----- DATA EXTRACTS

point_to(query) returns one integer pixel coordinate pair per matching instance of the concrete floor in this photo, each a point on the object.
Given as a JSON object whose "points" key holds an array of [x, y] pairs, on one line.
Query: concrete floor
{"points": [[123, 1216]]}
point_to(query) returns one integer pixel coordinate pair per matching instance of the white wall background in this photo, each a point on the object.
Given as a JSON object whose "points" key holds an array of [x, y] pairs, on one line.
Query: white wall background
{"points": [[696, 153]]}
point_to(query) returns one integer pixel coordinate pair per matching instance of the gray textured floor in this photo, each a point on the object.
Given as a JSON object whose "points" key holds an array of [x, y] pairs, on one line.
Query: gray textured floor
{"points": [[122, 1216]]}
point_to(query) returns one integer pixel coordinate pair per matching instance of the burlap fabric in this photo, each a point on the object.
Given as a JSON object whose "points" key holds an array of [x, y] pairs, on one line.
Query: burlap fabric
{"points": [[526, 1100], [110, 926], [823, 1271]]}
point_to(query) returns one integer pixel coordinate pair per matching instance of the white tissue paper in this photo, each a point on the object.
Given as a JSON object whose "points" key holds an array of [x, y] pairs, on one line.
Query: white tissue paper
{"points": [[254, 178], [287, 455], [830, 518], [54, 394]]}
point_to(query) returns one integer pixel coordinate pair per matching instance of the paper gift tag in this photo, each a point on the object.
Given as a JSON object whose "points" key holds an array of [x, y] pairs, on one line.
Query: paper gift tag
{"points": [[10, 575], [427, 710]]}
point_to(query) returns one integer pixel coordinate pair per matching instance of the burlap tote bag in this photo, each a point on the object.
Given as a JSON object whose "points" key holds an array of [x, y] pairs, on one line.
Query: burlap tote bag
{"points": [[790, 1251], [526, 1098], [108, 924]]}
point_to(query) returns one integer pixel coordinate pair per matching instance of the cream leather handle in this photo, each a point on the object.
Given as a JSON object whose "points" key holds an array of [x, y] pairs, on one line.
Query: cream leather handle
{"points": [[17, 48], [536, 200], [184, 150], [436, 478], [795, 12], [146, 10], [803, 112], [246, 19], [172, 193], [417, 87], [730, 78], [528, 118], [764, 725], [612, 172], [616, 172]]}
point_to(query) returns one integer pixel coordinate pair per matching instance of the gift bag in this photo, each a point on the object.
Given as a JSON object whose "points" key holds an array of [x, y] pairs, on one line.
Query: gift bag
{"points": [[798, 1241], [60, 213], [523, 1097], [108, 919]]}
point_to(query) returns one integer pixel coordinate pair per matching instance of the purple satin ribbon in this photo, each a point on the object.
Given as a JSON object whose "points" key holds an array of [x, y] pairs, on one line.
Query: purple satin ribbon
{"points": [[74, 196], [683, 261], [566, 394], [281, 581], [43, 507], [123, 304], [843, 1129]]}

----------

TASK TO COMPLETE. The line containing "the burlap tote" marks where to begin; copy it and every later line exactly, through the end of the data.

SOLUTION TO THIS PROBLEM.
point_to(query) returns one integer pixel coordinate pair per matching instance of the burlap tote bag in this photo, each a point on the object.
Given as a JSON object whose "points" key holds an array of [x, y] pairs, on one line.
Query: burlap tote bag
{"points": [[790, 1251], [526, 1098], [108, 924]]}
point_to(query) returns one integer pixel coordinate pair per matching instance of the cream leather handle in this photo, each a point on the object.
Given as a JSON object whose "points" key holds an array of [x, y] pairs, on one line.
Query: cream leather handle
{"points": [[17, 48], [536, 200], [184, 150], [436, 478], [795, 12], [146, 10], [803, 112], [246, 19], [172, 193], [417, 87], [730, 78], [528, 118], [764, 725], [612, 172], [616, 172]]}
point_to(query) returns one integer pixel coordinate pair per matching instance of the gift bag in this photo, each a point on the object.
Given as a JSON object whose "points" key holds an array of [x, y] pairs, on one line.
Query: gift bag
{"points": [[798, 1241], [60, 213], [523, 1097], [108, 919]]}
point_to(query) returns one integer pixel coordinate pair per matching instance of the purple satin ribbon in this photo, each a point on the object.
Given as a JSON object whose "points" key holds an array of [x, y] pairs, on one line.
Query: purple satin ribbon
{"points": [[74, 196], [683, 261], [566, 394], [281, 581], [43, 507], [123, 304], [843, 1129]]}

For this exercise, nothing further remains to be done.